# What the task asks
Without including any picture, transcribe the entries below word for word.

# Provided information

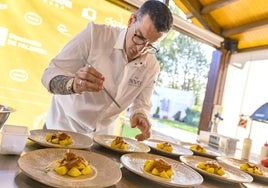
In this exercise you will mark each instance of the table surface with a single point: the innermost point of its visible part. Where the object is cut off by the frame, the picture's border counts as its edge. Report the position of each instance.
(12, 177)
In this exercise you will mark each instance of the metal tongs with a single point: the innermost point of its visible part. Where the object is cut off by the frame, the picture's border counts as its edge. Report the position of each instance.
(108, 93)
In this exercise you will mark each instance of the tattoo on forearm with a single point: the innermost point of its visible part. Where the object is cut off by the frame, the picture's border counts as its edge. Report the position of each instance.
(58, 85)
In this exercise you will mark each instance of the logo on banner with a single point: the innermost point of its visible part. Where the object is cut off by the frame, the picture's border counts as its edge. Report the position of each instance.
(3, 35)
(59, 3)
(33, 18)
(89, 14)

# Response to this task
In this exercise you will mark each instance of the table surface with a single point: the innermost point of its visible part. Where the object is cut off by the frame, the picture's border counts as its edge. Report the position of each instance.
(12, 177)
In this exercise you will mark each instance of the metal tongs with a single point: the innermost point of its visible part. Where the object is cut off by the frame, the picture's border counts as its edge. Report the position of each instance.
(108, 93)
In this exercise you will mark each instance of the tattoo on forearm with a single point: the innermost point of its visible part. Where the object is cut off by the frame, the picture's border counts as its edge. Report the position of each instance.
(58, 85)
In this exercise you will mark each instance of the logo on banner with a single point: the innermost point of its visible part. Where the object is cut off by the frame, the picture's border counts as its edge. Report the position of each instance.
(3, 35)
(59, 3)
(33, 18)
(89, 14)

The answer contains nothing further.